WHAT YOU NEED TO DO
Repeat the span of the entries below that starts at the line with "pixel 122 251" and ends at the line with "pixel 395 355", nothing more. Skip the pictures.

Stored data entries
[Start of section]

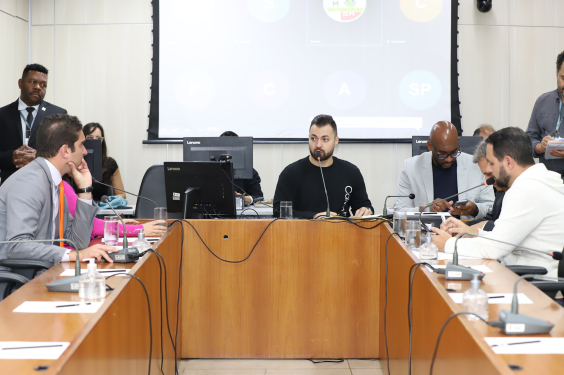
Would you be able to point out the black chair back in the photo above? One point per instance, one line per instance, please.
(153, 187)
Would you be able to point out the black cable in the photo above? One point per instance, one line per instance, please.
(413, 269)
(386, 303)
(159, 256)
(214, 254)
(443, 328)
(148, 307)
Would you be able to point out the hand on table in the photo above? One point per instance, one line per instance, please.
(467, 209)
(98, 251)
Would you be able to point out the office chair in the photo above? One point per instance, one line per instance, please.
(550, 288)
(153, 187)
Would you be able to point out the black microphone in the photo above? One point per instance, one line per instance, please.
(125, 255)
(489, 181)
(410, 196)
(66, 284)
(135, 195)
(513, 323)
(318, 157)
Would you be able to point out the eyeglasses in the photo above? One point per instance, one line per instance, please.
(444, 155)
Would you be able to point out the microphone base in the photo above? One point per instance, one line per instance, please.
(519, 324)
(457, 272)
(66, 284)
(128, 255)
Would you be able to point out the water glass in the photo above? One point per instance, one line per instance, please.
(413, 234)
(400, 220)
(286, 210)
(111, 230)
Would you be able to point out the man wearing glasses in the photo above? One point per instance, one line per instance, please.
(442, 172)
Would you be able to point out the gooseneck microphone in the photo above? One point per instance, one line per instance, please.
(318, 157)
(135, 195)
(66, 284)
(489, 181)
(513, 323)
(125, 255)
(410, 196)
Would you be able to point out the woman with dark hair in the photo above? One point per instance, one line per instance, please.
(110, 169)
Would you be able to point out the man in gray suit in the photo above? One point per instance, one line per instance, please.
(29, 199)
(442, 172)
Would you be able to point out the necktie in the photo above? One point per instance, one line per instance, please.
(29, 121)
(61, 212)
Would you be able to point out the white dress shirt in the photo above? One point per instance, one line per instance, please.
(57, 178)
(22, 108)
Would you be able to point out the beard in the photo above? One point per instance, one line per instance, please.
(503, 180)
(324, 156)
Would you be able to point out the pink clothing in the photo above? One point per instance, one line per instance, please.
(98, 228)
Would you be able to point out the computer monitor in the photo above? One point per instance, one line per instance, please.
(211, 191)
(211, 148)
(94, 157)
(467, 144)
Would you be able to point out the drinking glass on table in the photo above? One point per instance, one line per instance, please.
(413, 234)
(286, 210)
(161, 214)
(111, 230)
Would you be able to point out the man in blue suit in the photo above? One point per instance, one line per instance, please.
(19, 120)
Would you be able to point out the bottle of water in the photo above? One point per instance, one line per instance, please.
(475, 300)
(92, 285)
(141, 244)
(429, 252)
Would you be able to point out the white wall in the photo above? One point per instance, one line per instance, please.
(99, 51)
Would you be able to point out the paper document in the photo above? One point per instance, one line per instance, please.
(75, 307)
(106, 273)
(32, 349)
(526, 345)
(496, 298)
(477, 267)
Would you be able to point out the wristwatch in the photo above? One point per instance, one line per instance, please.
(89, 189)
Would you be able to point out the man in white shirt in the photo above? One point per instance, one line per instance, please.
(532, 214)
(29, 200)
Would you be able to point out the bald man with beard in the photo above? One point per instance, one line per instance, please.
(441, 172)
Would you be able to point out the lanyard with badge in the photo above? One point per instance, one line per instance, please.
(27, 128)
(559, 122)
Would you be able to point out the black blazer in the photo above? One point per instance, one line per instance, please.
(11, 133)
(251, 187)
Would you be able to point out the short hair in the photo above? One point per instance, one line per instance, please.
(55, 131)
(229, 133)
(480, 152)
(36, 67)
(324, 120)
(479, 129)
(513, 142)
(559, 60)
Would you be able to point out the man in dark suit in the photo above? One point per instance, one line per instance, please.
(19, 121)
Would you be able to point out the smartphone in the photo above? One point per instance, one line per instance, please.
(460, 203)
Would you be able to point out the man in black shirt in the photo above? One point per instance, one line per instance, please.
(301, 182)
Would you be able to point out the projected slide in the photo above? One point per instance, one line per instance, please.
(265, 68)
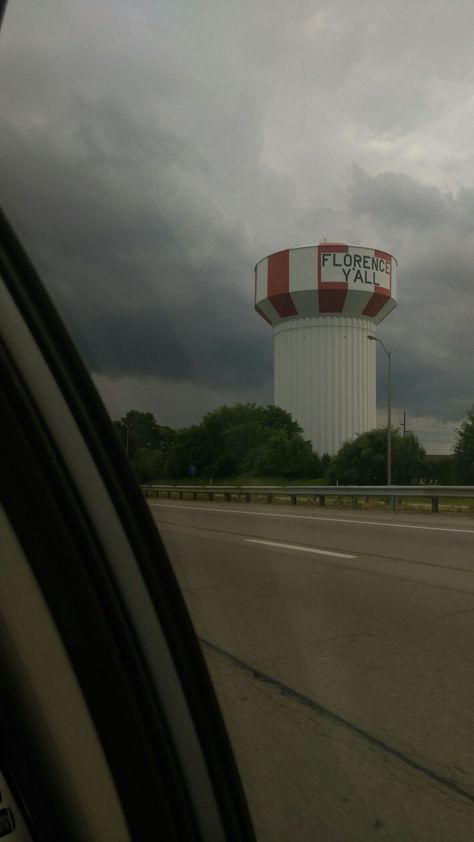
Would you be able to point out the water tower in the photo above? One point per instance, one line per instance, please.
(323, 302)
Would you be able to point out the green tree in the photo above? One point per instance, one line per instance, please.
(286, 456)
(140, 430)
(464, 451)
(363, 461)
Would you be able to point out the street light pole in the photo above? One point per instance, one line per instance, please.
(389, 407)
(127, 436)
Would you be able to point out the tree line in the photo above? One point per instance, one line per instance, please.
(252, 441)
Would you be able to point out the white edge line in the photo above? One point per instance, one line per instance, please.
(311, 517)
(297, 547)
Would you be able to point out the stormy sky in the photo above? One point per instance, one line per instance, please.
(153, 152)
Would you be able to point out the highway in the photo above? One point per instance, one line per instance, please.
(341, 647)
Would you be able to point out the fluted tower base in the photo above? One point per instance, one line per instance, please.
(325, 377)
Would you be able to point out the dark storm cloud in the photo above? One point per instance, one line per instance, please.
(153, 152)
(148, 277)
(431, 332)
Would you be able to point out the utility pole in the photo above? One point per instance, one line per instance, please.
(404, 423)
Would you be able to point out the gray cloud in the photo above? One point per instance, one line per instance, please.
(152, 153)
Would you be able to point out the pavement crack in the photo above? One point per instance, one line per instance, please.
(448, 782)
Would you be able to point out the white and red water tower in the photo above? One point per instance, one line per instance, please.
(323, 303)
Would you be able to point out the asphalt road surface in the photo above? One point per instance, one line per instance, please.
(341, 646)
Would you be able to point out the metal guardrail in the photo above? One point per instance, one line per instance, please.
(392, 493)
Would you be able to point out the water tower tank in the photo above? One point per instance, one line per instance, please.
(323, 302)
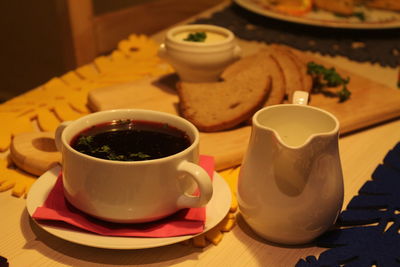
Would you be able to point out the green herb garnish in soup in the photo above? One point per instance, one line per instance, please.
(196, 37)
(130, 140)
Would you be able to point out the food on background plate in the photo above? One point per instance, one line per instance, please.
(384, 4)
(344, 7)
(347, 8)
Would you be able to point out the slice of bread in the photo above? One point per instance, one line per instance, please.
(270, 67)
(223, 105)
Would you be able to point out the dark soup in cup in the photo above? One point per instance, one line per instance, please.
(131, 140)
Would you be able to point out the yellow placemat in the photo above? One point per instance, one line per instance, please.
(64, 98)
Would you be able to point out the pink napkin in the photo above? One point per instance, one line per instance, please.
(57, 210)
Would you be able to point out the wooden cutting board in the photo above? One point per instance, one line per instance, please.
(370, 103)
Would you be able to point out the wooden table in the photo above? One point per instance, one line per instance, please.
(23, 243)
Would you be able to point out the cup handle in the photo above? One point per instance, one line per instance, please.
(237, 52)
(300, 98)
(203, 182)
(59, 132)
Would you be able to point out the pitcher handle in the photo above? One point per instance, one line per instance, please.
(300, 98)
(203, 182)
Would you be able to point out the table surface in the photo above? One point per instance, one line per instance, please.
(23, 243)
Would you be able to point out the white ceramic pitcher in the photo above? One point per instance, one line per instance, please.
(290, 187)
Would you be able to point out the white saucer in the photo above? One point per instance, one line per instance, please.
(217, 209)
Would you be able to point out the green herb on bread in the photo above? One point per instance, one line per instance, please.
(324, 79)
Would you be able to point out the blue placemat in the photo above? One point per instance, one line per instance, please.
(378, 46)
(368, 232)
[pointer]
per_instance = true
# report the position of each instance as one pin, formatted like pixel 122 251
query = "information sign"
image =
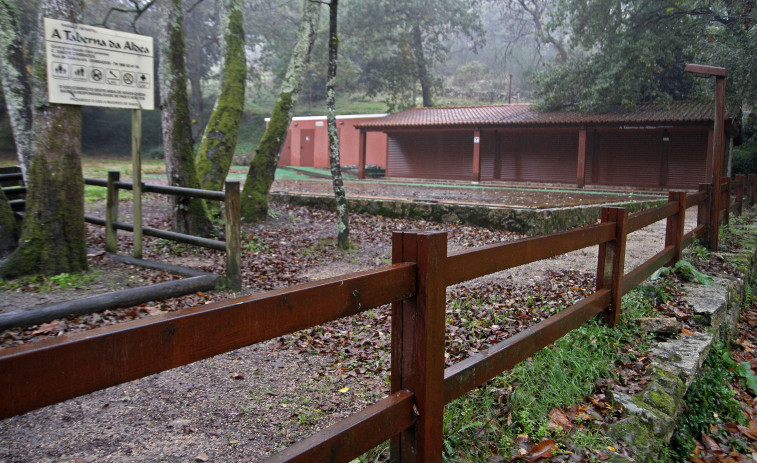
pixel 93 66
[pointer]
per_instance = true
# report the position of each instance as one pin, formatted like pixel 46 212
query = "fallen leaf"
pixel 558 419
pixel 543 449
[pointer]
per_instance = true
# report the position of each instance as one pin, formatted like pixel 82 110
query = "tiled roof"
pixel 522 114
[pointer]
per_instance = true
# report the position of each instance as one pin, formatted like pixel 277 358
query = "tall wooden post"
pixel 111 212
pixel 674 230
pixel 718 138
pixel 476 155
pixel 740 181
pixel 136 179
pixel 725 202
pixel 703 212
pixel 418 345
pixel 581 172
pixel 361 155
pixel 611 263
pixel 233 246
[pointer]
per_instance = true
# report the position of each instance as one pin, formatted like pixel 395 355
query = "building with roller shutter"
pixel 651 146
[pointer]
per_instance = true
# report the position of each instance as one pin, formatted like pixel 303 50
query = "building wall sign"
pixel 93 66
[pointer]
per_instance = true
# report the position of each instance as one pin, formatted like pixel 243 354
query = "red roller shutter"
pixel 630 158
pixel 539 157
pixel 687 159
pixel 442 155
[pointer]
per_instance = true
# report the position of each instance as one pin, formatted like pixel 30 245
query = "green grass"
pixel 41 283
pixel 489 419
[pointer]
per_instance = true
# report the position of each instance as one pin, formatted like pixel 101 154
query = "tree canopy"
pixel 626 52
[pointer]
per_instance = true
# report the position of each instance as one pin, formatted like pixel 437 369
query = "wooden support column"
pixel 725 203
pixel 675 225
pixel 111 212
pixel 703 212
pixel 136 180
pixel 740 181
pixel 233 245
pixel 476 155
pixel 361 156
pixel 611 262
pixel 418 345
pixel 581 174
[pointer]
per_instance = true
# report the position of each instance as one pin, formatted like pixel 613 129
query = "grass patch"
pixel 44 284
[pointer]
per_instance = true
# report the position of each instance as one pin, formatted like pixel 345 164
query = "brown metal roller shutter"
pixel 687 159
pixel 539 157
pixel 630 158
pixel 488 150
pixel 442 155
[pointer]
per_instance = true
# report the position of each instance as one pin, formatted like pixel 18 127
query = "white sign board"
pixel 92 66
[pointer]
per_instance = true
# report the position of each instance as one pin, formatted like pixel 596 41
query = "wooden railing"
pixel 230 197
pixel 52 370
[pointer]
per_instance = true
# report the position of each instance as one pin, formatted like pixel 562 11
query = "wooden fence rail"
pixel 49 371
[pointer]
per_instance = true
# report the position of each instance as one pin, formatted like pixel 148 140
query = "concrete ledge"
pixel 518 220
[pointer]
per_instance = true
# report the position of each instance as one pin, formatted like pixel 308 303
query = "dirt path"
pixel 246 404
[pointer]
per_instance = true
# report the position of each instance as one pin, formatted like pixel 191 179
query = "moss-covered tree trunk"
pixel 8 228
pixel 189 215
pixel 220 138
pixel 342 214
pixel 263 166
pixel 52 236
pixel 16 81
pixel 421 70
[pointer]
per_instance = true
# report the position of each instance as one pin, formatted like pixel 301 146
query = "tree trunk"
pixel 189 214
pixel 194 73
pixel 220 140
pixel 16 83
pixel 8 228
pixel 422 72
pixel 52 236
pixel 342 214
pixel 263 166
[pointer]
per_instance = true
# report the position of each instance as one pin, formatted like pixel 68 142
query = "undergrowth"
pixel 709 400
pixel 490 419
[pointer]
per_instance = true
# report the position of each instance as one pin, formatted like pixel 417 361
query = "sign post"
pixel 93 66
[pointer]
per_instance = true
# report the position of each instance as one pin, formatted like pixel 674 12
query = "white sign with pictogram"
pixel 92 66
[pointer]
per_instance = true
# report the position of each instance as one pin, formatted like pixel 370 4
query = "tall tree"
pixel 636 51
pixel 342 214
pixel 189 214
pixel 254 200
pixel 220 138
pixel 52 236
pixel 15 75
pixel 403 42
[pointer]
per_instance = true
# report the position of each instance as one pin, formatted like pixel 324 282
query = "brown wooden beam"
pixel 581 174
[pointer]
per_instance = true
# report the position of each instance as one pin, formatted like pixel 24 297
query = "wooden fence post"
pixel 726 202
pixel 418 345
pixel 703 213
pixel 612 255
pixel 111 212
pixel 740 180
pixel 233 247
pixel 674 229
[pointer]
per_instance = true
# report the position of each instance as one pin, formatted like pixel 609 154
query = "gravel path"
pixel 240 406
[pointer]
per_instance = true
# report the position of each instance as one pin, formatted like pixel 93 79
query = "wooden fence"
pixel 230 197
pixel 53 370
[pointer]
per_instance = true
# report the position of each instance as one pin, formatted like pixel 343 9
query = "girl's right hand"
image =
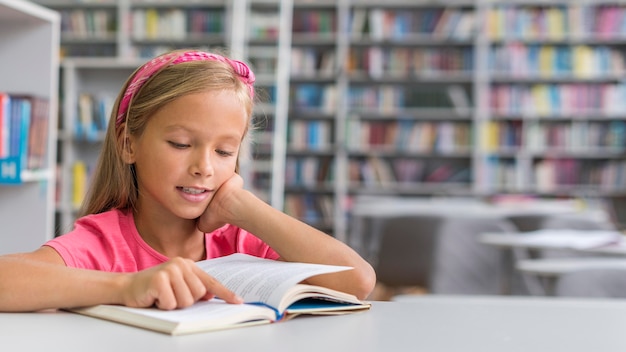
pixel 178 283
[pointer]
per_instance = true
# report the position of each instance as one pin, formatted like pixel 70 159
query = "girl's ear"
pixel 125 143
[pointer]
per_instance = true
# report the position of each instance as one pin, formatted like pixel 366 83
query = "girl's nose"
pixel 202 164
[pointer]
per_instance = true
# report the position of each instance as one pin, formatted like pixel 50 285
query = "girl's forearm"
pixel 296 241
pixel 31 285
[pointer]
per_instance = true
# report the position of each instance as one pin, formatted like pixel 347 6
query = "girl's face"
pixel 188 149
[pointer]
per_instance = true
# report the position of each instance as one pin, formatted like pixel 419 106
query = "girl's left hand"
pixel 221 209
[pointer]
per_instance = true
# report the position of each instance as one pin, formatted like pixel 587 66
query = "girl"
pixel 165 194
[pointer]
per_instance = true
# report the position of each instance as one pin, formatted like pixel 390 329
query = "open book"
pixel 271 291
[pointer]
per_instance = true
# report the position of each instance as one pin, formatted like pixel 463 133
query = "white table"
pixel 549 269
pixel 428 323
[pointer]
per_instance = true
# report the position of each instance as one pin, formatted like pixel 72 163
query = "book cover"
pixel 271 290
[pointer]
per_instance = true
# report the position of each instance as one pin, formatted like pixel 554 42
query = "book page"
pixel 262 280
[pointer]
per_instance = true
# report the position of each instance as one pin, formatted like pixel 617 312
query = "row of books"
pixel 609 175
pixel 314 21
pixel 558 99
pixel 312 95
pixel 175 23
pixel 582 61
pixel 578 136
pixel 410 61
pixel 308 171
pixel 409 135
pixel 391 98
pixel 24 121
pixel 567 136
pixel 89 23
pixel 385 171
pixel 309 134
pixel 263 25
pixel 556 21
pixel 399 24
pixel 310 61
pixel 552 175
pixel 315 209
pixel 93 116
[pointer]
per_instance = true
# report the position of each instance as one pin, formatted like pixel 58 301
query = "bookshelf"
pixel 29 33
pixel 413 98
pixel 100 50
pixel 554 93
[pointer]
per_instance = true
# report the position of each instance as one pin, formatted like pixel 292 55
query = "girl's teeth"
pixel 192 190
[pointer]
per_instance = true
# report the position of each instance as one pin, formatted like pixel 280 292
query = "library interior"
pixel 462 147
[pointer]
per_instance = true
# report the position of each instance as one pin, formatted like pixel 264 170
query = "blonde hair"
pixel 114 184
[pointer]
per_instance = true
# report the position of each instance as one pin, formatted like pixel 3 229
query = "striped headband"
pixel 153 66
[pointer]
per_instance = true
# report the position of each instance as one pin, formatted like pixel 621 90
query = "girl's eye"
pixel 178 145
pixel 224 153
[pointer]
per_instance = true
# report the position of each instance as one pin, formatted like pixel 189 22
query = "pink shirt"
pixel 109 241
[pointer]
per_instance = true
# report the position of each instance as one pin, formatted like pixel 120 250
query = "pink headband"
pixel 151 67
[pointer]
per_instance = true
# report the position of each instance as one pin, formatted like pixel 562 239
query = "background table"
pixel 424 323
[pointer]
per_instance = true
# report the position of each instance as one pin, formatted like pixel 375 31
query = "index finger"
pixel 216 288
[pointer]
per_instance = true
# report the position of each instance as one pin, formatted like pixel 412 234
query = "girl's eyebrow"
pixel 175 127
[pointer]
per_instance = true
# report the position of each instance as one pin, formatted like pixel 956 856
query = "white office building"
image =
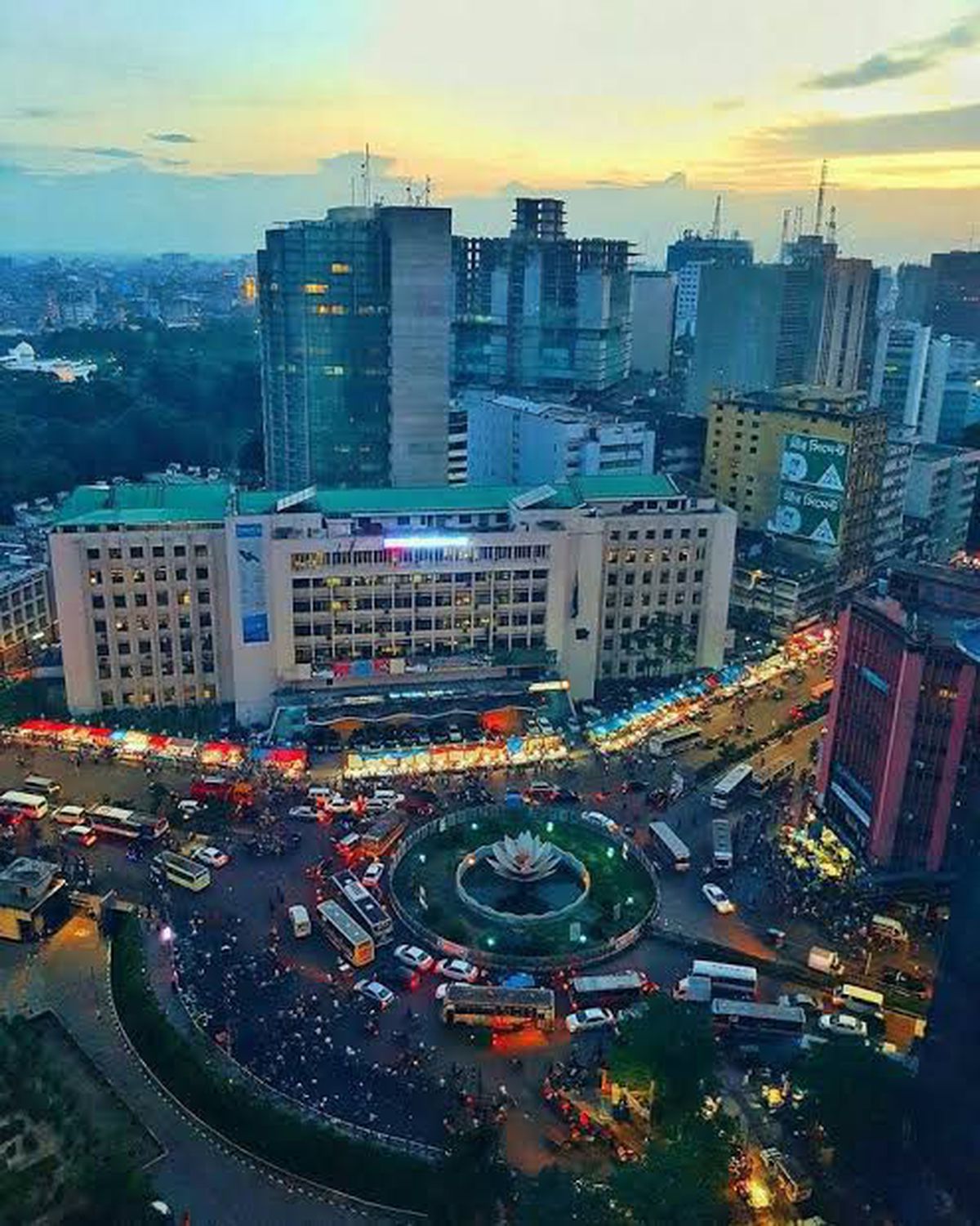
pixel 177 595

[End of section]

SOLUTION FOR THIS EXERCISE
# report the position of each instance as one pin, formatted like pixel 122 251
query = "information sign"
image =
pixel 93 66
[pointer]
per_instance = true
# report the position of each instance as one pin, formatted like pixel 46 212
query = "fallen leaf"
pixel 558 419
pixel 543 449
[pointer]
per_instance = true
# report the position of each instance as one pin, formatted like pixel 82 110
query = "tiled roof"
pixel 522 114
[pointer]
per_instance = true
# report the position of each instance as one pin, formatted like pixel 277 358
query = "tall wooden post"
pixel 111 212
pixel 674 230
pixel 718 138
pixel 476 155
pixel 740 181
pixel 136 179
pixel 725 202
pixel 703 212
pixel 418 345
pixel 581 172
pixel 361 155
pixel 611 263
pixel 233 246
[pointer]
per_instance = true
# report the position of each instance as one pin, formatted like pixel 395 355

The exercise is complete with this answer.